[Task item] Reproduce, exactly and in full, only the lines below from the one containing "positive clicks: (653, 407)" through the one containing "35L353 170L39 366L159".

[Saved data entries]
..............................
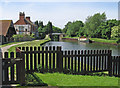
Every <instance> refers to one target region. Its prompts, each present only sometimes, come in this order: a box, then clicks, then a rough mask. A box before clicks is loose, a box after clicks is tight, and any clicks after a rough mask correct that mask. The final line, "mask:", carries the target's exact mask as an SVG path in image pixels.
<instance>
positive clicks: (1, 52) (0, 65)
mask: <svg viewBox="0 0 120 88" xmlns="http://www.w3.org/2000/svg"><path fill="white" fill-rule="evenodd" d="M0 88H2V52H0Z"/></svg>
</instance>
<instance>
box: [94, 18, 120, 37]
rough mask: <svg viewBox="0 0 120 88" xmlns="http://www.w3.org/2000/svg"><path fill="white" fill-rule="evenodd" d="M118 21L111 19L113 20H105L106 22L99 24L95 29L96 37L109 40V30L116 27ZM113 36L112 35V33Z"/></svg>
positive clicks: (109, 33)
mask: <svg viewBox="0 0 120 88" xmlns="http://www.w3.org/2000/svg"><path fill="white" fill-rule="evenodd" d="M117 25H118V21H117V20H115V19H113V20H107V21H106V22H103V23H101V25H100V26H99V27H98V29H97V32H96V33H97V34H99V35H97V36H96V37H101V38H104V39H111V30H112V27H114V26H117ZM113 35H114V33H113Z"/></svg>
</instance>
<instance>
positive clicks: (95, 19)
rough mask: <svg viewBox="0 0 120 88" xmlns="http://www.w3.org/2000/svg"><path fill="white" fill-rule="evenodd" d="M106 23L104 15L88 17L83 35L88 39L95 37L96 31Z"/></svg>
mask: <svg viewBox="0 0 120 88" xmlns="http://www.w3.org/2000/svg"><path fill="white" fill-rule="evenodd" d="M105 21H106V14H105V13H102V14H100V13H97V14H94V15H93V16H88V17H87V19H86V22H85V26H84V29H85V33H86V34H87V35H89V37H95V36H96V35H97V33H98V32H99V31H98V30H97V29H98V27H99V26H100V24H101V23H102V22H105Z"/></svg>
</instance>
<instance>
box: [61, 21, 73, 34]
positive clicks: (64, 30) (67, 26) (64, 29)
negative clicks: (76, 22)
mask: <svg viewBox="0 0 120 88" xmlns="http://www.w3.org/2000/svg"><path fill="white" fill-rule="evenodd" d="M71 24H72V22H70V21H69V22H68V23H67V24H66V25H65V28H63V31H62V32H63V33H66V32H67V29H68V26H69V25H71Z"/></svg>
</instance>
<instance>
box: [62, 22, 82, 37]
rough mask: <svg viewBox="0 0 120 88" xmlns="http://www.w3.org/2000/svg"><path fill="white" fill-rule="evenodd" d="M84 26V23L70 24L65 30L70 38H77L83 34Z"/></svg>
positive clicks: (67, 25)
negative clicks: (71, 37)
mask: <svg viewBox="0 0 120 88" xmlns="http://www.w3.org/2000/svg"><path fill="white" fill-rule="evenodd" d="M83 26H84V24H83V22H82V21H75V22H68V23H67V24H66V25H65V28H64V29H63V32H65V33H66V34H67V35H68V36H70V37H71V36H76V35H79V34H81V30H82V27H83Z"/></svg>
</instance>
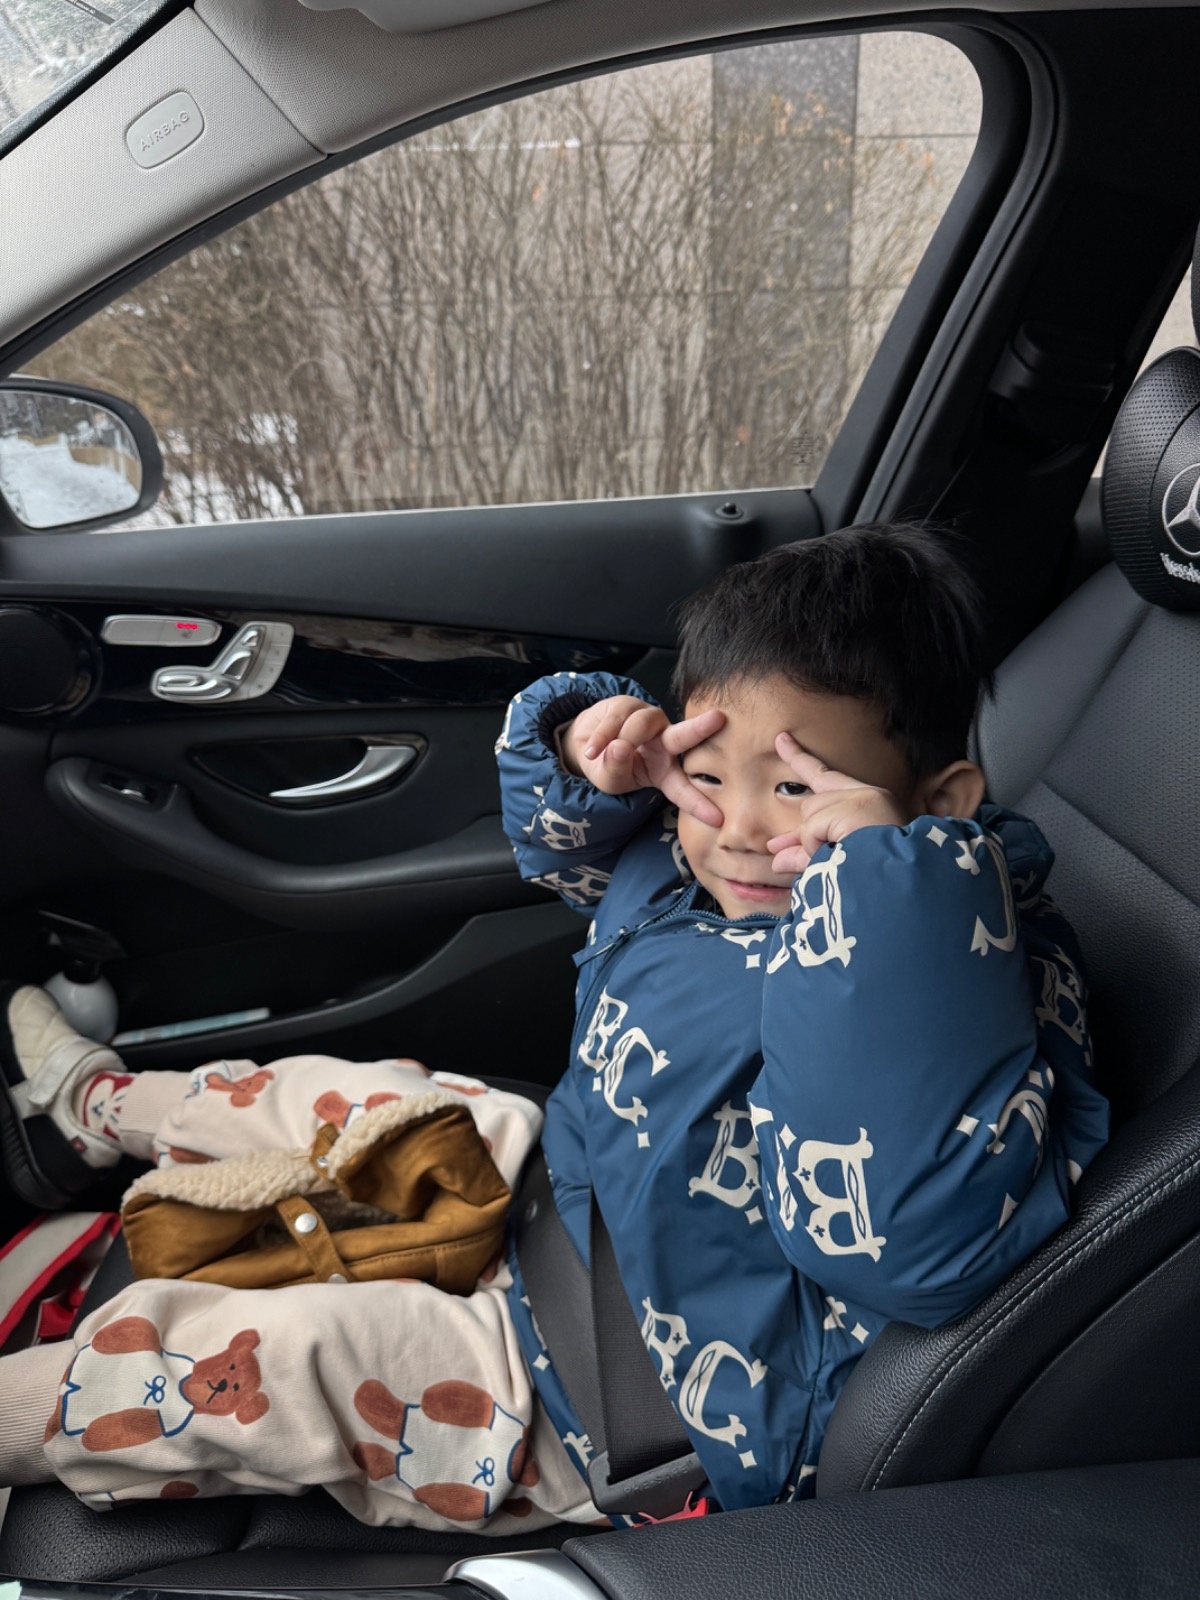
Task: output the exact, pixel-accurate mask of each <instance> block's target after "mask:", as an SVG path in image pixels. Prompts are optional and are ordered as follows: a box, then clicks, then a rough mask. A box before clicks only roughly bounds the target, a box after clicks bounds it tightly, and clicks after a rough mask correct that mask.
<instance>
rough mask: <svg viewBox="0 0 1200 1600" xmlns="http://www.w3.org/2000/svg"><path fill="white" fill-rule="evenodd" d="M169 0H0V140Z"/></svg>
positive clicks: (33, 116)
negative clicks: (94, 4) (93, 2)
mask: <svg viewBox="0 0 1200 1600" xmlns="http://www.w3.org/2000/svg"><path fill="white" fill-rule="evenodd" d="M166 3H168V0H98V3H96V5H93V3H91V0H0V142H6V141H8V138H10V136H11V134H13V133H14V131H16V128H18V125H21V123H24V122H30V120H32V118H34V117H35V115H37V112H38V110H40V109H42V106H45V104H46V101H48V99H53V98H54V96H56V94H59V93H61V91H62V90H64V88H67V86H69V85H70V83H74V82H75V80H77V78H82V77H85V75H86V74H88V72H91V70H94V67H98V66H99V64H101V62H102V61H106V59H107V58H109V56H110V54H112V53H114V51H115V50H120V46H122V45H123V43H125V40H126V38H128V37H130V35H131V34H134V32H136V30H138V29H139V27H141V24H142V22H146V19H147V18H150V16H154V13H155V11H162V8H163V6H165V5H166Z"/></svg>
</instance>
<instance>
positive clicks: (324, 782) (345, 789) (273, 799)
mask: <svg viewBox="0 0 1200 1600" xmlns="http://www.w3.org/2000/svg"><path fill="white" fill-rule="evenodd" d="M418 754H419V746H418V744H416V741H414V742H413V744H368V746H366V750H365V752H363V758H362V760H360V762H358V765H357V766H352V768H350V771H349V773H342V774H341V776H339V778H325V779H323V781H322V782H318V784H299V786H298V787H296V789H272V790H270V795H269V798H270V800H277V802H278V803H280V805H325V803H328V802H330V800H352V798H354V797H355V795H366V794H371V792H373V790H374V789H382V787H384V784H389V782H392V779H394V778H398V776H400V773H405V771H408V768H410V766H411V765H413V762H414V760H416V758H418Z"/></svg>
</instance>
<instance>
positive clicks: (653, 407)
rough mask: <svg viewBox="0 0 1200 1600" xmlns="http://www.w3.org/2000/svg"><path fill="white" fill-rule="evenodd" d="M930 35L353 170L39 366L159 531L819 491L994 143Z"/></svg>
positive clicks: (959, 82)
mask: <svg viewBox="0 0 1200 1600" xmlns="http://www.w3.org/2000/svg"><path fill="white" fill-rule="evenodd" d="M979 110H981V101H979V83H978V78H976V74H974V69H973V67H971V66H970V62H968V61H966V58H965V56H963V54H962V53H960V51H958V50H957V48H955V46H952V45H949V43H946V42H942V40H939V38H933V37H930V35H923V34H866V35H861V37H840V38H826V40H811V38H805V40H787V42H776V43H770V45H762V46H754V48H746V50H730V51H723V53H717V54H710V56H699V58H691V59H672V61H667V62H658V64H650V66H642V67H634V69H629V70H624V72H618V74H611V75H606V77H598V78H589V80H586V82H579V83H570V85H563V86H557V88H552V90H547V91H542V93H539V94H533V96H528V98H525V99H518V101H514V102H510V104H504V106H496V107H491V109H486V110H480V112H477V114H470V115H467V117H462V118H459V120H456V122H450V123H446V125H442V126H438V128H435V130H432V131H426V133H421V134H418V136H416V138H411V139H408V141H406V142H403V144H395V146H392V147H389V149H384V150H379V152H376V154H371V155H368V157H363V158H360V160H357V162H355V163H352V165H349V166H344V168H341V170H339V171H334V173H331V174H328V176H325V178H322V179H320V181H317V182H312V184H309V186H307V187H306V189H302V190H299V192H298V194H293V195H290V197H286V198H283V200H280V202H277V203H275V205H274V206H270V208H269V210H266V211H262V213H259V214H258V216H253V218H250V219H248V221H245V222H242V224H238V226H237V227H232V229H230V230H229V232H226V234H222V235H221V237H219V238H216V240H213V242H210V243H205V245H202V246H198V248H195V250H194V251H192V253H190V254H189V256H186V258H184V259H181V261H178V262H174V264H171V266H168V267H165V269H163V270H160V272H158V274H157V275H155V277H152V278H149V280H146V282H144V283H142V285H139V286H138V288H136V290H131V291H130V293H125V294H122V296H118V298H117V299H115V301H114V302H112V304H110V306H107V307H106V309H104V310H102V312H99V314H98V315H94V317H91V318H90V320H88V322H86V323H83V325H82V326H80V328H78V330H75V331H74V333H70V334H67V336H66V338H64V339H62V341H61V342H58V344H56V346H53V347H51V349H48V350H45V352H43V354H42V355H40V357H38V358H37V362H35V370H37V371H38V373H43V374H48V376H54V378H66V379H74V381H78V382H86V384H91V386H94V387H99V389H107V390H112V392H115V394H120V395H123V397H125V398H128V400H133V402H134V403H136V405H139V406H141V408H142V410H144V411H146V413H147V416H149V418H150V421H152V422H154V426H155V429H157V432H158V435H160V440H162V445H163V454H165V461H166V478H165V490H163V496H162V501H160V506H158V507H157V512H155V514H154V515H155V517H157V520H160V522H208V520H230V518H256V517H290V515H302V514H314V512H326V514H328V512H360V510H379V509H394V507H446V506H488V504H512V502H530V501H579V499H597V498H618V496H643V494H674V493H693V491H710V490H717V491H725V490H733V488H770V486H795V485H810V483H811V482H813V478H814V475H816V474H818V470H819V467H821V462H822V461H824V456H826V453H827V450H829V446H830V442H832V438H834V435H835V434H837V429H838V426H840V422H842V419H843V416H845V413H846V410H848V406H850V402H851V400H853V397H854V392H856V389H858V384H859V381H861V378H862V373H864V371H866V366H867V365H869V362H870V358H872V355H874V352H875V349H877V346H878V341H880V338H882V334H883V331H885V328H886V325H888V320H890V317H891V314H893V310H894V307H896V304H898V301H899V296H901V294H902V291H904V286H906V285H907V282H909V278H910V277H912V272H914V270H915V266H917V262H918V261H920V256H922V251H923V250H925V246H926V243H928V240H930V237H931V234H933V230H934V227H936V224H938V221H939V218H941V216H942V213H944V210H946V206H947V203H949V200H950V197H952V194H954V189H955V186H957V184H958V179H960V178H962V173H963V168H965V166H966V162H968V160H970V155H971V150H973V147H974V138H976V133H978V126H979Z"/></svg>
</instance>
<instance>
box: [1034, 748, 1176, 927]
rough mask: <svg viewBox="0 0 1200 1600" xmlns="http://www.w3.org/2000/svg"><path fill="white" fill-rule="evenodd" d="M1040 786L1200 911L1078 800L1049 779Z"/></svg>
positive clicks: (1155, 880)
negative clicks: (1082, 804) (1047, 791)
mask: <svg viewBox="0 0 1200 1600" xmlns="http://www.w3.org/2000/svg"><path fill="white" fill-rule="evenodd" d="M1038 786H1040V787H1042V789H1048V790H1050V794H1053V795H1054V798H1056V800H1059V802H1061V803H1062V805H1064V806H1066V808H1067V810H1069V811H1074V813H1075V816H1082V818H1083V821H1085V822H1086V824H1088V827H1094V829H1096V832H1098V834H1101V835H1102V837H1104V838H1107V842H1109V843H1110V845H1115V846H1117V850H1120V851H1122V854H1125V856H1128V858H1130V859H1131V861H1136V862H1138V866H1139V867H1144V869H1146V872H1149V874H1150V877H1152V878H1154V880H1155V883H1162V886H1163V888H1165V890H1170V893H1171V894H1174V898H1176V899H1181V901H1182V902H1184V906H1189V907H1190V909H1192V910H1200V906H1198V904H1197V902H1195V901H1194V899H1192V898H1190V896H1189V894H1186V893H1184V891H1182V890H1181V888H1176V885H1174V883H1171V880H1170V878H1165V877H1163V875H1162V872H1158V869H1157V867H1152V866H1150V862H1149V861H1147V859H1146V858H1144V856H1139V854H1138V851H1136V850H1134V848H1133V846H1131V845H1126V843H1125V840H1123V838H1117V835H1115V834H1110V832H1109V830H1107V829H1106V827H1104V824H1102V822H1098V821H1096V818H1094V816H1091V813H1090V811H1085V810H1083V806H1082V805H1078V802H1077V800H1072V798H1070V797H1069V795H1064V794H1062V790H1061V789H1056V787H1054V786H1053V784H1051V782H1050V779H1048V778H1037V779H1035V781H1034V787H1038Z"/></svg>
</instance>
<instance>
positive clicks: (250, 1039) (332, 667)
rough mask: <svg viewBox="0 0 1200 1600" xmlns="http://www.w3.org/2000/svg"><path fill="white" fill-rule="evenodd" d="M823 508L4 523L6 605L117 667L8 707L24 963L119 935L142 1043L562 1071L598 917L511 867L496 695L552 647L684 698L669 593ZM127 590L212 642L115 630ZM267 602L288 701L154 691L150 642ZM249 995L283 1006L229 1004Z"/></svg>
..............................
[Task result]
positive clicks: (653, 407)
rough mask: <svg viewBox="0 0 1200 1600" xmlns="http://www.w3.org/2000/svg"><path fill="white" fill-rule="evenodd" d="M930 35L353 170L39 366L159 531L819 491L994 143Z"/></svg>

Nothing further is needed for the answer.